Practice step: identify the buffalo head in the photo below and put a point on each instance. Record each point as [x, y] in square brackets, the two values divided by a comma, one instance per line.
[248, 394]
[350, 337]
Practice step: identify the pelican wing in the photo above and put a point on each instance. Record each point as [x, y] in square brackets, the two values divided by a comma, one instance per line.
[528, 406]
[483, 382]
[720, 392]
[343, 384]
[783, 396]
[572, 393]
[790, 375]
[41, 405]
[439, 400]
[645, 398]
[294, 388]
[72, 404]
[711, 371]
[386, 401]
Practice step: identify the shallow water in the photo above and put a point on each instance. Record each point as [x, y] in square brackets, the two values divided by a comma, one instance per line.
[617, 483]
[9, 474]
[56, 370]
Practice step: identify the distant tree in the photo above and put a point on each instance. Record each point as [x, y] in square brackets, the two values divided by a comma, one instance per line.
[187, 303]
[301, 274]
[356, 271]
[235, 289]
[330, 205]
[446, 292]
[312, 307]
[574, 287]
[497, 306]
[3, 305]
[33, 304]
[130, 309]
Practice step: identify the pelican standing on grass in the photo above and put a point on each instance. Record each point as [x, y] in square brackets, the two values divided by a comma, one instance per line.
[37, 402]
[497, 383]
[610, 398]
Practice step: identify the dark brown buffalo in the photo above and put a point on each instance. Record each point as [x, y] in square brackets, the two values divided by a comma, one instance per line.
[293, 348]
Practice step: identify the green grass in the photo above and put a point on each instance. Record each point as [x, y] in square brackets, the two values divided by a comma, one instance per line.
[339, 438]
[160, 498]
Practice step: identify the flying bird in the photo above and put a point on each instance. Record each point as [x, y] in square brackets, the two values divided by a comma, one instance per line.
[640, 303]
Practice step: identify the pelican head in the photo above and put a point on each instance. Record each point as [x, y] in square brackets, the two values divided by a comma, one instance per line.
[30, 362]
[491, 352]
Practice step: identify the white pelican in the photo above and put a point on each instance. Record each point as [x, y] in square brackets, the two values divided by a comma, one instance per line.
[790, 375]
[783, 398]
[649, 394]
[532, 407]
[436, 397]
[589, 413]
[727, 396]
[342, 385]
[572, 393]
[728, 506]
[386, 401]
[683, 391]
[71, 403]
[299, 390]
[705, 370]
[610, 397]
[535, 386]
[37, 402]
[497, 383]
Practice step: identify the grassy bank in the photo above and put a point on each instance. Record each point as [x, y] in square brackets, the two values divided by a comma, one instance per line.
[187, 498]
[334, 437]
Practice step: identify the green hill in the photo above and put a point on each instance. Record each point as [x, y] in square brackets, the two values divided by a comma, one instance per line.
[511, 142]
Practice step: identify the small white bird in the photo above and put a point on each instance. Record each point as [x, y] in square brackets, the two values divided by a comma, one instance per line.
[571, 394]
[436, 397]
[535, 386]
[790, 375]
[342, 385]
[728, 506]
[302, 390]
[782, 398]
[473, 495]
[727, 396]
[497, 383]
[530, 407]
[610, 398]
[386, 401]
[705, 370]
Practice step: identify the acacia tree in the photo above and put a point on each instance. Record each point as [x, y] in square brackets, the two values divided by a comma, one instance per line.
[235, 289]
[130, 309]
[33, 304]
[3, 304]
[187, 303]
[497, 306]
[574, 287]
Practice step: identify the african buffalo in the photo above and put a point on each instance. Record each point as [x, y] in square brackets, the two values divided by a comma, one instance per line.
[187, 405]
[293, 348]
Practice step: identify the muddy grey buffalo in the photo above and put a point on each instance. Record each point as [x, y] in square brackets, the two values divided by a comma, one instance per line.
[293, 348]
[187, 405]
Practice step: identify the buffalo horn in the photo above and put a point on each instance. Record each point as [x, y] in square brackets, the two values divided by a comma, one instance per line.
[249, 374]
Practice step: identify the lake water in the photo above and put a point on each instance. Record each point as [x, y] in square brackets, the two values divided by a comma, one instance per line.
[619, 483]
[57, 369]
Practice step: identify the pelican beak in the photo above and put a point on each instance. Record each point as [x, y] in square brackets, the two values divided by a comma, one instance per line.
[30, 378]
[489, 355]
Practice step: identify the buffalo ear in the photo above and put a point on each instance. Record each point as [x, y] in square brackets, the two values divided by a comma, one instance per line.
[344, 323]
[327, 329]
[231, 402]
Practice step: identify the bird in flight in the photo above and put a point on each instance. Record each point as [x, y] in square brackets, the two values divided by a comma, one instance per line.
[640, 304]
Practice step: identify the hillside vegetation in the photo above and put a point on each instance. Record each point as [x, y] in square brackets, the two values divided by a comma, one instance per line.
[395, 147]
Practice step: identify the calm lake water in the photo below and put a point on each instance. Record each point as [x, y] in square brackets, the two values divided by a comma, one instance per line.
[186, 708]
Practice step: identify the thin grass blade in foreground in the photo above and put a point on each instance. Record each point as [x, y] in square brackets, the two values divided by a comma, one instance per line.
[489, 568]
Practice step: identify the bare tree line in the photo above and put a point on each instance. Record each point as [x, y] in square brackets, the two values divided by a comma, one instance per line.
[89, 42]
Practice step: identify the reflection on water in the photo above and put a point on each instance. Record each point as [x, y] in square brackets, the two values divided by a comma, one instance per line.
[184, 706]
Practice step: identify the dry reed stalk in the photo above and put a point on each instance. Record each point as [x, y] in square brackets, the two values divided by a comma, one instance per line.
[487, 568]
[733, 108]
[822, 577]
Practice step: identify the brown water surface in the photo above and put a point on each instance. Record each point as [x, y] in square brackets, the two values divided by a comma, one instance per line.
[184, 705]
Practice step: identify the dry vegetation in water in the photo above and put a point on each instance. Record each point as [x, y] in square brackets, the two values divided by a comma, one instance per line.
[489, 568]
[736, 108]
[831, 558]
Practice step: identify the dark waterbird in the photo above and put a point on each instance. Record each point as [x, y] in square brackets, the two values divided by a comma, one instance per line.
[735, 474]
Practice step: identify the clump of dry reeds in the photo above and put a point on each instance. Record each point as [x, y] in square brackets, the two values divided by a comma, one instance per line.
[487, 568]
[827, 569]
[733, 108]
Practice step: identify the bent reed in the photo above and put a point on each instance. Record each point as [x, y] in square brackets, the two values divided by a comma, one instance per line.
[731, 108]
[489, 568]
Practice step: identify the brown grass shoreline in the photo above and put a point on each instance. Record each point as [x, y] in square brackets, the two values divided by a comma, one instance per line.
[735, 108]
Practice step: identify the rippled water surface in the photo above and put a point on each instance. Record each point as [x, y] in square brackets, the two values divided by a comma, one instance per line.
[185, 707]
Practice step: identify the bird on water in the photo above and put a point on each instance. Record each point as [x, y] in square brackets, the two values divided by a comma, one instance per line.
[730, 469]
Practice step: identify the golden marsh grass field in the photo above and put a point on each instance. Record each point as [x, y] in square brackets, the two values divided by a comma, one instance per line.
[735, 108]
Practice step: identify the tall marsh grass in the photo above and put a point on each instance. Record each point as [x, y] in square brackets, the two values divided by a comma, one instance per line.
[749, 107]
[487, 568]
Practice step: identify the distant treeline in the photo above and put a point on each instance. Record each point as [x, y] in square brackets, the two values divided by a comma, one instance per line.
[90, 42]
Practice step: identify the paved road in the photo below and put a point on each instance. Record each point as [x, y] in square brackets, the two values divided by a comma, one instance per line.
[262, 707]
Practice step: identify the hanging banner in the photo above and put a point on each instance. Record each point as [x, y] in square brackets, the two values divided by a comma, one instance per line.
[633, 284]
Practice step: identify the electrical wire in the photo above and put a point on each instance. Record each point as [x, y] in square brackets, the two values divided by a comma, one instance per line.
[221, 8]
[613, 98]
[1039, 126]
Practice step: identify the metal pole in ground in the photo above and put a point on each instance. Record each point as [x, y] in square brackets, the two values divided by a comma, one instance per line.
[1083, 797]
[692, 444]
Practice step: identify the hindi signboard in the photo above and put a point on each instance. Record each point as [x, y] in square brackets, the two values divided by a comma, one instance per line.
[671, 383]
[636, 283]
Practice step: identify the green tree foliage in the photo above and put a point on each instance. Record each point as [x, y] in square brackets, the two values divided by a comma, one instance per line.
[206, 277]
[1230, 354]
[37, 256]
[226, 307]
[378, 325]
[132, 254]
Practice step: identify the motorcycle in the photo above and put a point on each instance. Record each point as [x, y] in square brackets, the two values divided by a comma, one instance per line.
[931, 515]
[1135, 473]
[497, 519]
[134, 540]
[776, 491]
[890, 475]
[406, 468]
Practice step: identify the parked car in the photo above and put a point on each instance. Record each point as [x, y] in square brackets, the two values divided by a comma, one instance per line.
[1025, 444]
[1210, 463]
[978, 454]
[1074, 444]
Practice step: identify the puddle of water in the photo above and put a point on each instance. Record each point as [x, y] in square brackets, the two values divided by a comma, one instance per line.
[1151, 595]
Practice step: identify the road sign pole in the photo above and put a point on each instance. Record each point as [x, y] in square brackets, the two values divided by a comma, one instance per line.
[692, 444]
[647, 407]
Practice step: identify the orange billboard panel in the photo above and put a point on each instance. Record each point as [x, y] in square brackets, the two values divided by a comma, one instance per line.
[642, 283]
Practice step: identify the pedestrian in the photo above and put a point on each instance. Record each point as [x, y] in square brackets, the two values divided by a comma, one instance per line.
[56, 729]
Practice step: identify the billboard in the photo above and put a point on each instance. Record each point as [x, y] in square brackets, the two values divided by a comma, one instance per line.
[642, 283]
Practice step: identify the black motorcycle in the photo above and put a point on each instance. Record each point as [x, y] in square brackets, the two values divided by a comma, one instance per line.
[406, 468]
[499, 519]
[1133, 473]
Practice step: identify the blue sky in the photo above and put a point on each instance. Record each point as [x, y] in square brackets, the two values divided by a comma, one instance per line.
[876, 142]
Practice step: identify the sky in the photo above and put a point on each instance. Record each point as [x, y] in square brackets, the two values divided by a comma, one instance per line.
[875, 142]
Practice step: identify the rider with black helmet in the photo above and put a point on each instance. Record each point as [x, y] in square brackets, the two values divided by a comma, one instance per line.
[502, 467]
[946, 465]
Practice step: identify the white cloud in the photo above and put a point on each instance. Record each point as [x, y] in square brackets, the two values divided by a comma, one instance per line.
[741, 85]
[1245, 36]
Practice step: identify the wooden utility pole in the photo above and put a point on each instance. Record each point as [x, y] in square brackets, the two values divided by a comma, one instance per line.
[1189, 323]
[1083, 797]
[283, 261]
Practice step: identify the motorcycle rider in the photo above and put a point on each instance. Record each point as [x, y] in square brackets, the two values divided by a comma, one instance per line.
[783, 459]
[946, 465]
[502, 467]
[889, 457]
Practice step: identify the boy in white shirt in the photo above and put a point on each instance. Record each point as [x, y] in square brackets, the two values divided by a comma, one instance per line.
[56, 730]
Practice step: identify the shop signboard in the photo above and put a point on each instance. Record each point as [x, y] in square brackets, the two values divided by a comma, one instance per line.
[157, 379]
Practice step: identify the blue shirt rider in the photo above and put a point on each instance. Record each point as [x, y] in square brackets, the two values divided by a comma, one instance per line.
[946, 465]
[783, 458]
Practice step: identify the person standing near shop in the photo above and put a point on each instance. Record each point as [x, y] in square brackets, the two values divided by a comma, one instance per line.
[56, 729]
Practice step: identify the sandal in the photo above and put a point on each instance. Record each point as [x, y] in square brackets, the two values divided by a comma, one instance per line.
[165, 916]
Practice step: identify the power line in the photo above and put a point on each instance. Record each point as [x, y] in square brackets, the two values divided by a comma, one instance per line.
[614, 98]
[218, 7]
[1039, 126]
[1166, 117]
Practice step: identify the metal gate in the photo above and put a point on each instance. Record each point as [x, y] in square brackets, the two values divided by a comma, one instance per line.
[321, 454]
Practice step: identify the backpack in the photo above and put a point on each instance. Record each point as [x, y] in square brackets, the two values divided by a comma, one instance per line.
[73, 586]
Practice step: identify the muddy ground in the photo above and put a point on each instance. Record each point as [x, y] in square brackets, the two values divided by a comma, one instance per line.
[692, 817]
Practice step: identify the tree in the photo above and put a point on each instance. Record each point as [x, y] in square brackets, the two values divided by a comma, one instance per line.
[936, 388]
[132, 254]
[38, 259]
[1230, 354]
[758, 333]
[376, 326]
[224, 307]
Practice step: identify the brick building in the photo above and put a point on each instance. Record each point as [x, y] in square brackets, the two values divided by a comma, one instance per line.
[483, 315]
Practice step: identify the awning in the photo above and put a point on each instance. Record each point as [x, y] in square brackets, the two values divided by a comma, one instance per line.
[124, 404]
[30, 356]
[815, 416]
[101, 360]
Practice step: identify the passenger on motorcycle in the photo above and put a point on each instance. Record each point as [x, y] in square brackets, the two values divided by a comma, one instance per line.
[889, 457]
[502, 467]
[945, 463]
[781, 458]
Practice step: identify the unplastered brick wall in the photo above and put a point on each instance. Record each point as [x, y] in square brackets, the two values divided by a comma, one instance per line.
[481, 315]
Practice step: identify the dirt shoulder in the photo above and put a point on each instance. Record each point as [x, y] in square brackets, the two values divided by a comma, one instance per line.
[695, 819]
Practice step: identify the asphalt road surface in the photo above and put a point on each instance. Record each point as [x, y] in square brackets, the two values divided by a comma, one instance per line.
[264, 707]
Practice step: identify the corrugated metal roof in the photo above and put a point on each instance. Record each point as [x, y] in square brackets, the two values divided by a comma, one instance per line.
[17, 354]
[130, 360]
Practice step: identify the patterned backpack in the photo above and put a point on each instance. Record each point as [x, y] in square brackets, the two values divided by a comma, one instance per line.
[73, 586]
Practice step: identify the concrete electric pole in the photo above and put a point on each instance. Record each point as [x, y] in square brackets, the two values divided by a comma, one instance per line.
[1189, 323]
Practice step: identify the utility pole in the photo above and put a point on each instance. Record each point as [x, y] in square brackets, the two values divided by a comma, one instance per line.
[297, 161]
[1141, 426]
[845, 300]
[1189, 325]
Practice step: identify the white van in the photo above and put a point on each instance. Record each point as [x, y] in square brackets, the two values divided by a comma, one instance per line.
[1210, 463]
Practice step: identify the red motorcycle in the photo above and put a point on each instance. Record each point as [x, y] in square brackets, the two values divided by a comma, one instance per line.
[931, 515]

**TASK REQUIREMENTS**
Give back exactly the lines beginning at the one with "Practice step: identify the dirt" and ending at the final line of the material; both boundary lines belong in it.

**THE COMPLETED TASK**
Practice step: identify the dirt shoulder in the photo above and put a point on each instance. Record each point as [x, y] in square brackets, the two values divided by a comma, one instance per line.
[695, 819]
Practice step: identify the asphalt road surface in the photo above and put a point on each instance. Record each point as [x, y] in square brackets, the two values divided by a comma, one instance per line.
[264, 707]
Practice step: identify the corrugated metal roof in the photo above and put a point on each instance. Record each point as [x, y] in square brackets, the two values divided by a comma, one instance per line.
[17, 354]
[130, 360]
Practice step: identify the patterned backpack in the photo above and put a point on each instance. Record each point as [x, y] in square brackets, the two values divided by a comma, one instance per line.
[73, 586]
Practice step: identify the concrete electric pole in the photo above and put a point on each instance. Record each point as [x, y] in square brackets, the two values divided by a comma, one instance per line.
[1189, 323]
Practice step: identify the utility pole in the photo above and put a point on each instance. Record each point as [x, y] in square brackets, the two values divided by a comma, one instance per line.
[297, 161]
[1141, 426]
[845, 300]
[1189, 325]
Practice step: identify the white van in the photo above and put a point on each instance. Record each point as [x, y] in square brackets, the two values divided by a comma, one instance per line.
[1210, 463]
Practice step: identify the red motorcycle in the photo above and put a point on each instance. Record each point as [x, y] in square brackets, the two values divided by a comma, one instance per line.
[931, 515]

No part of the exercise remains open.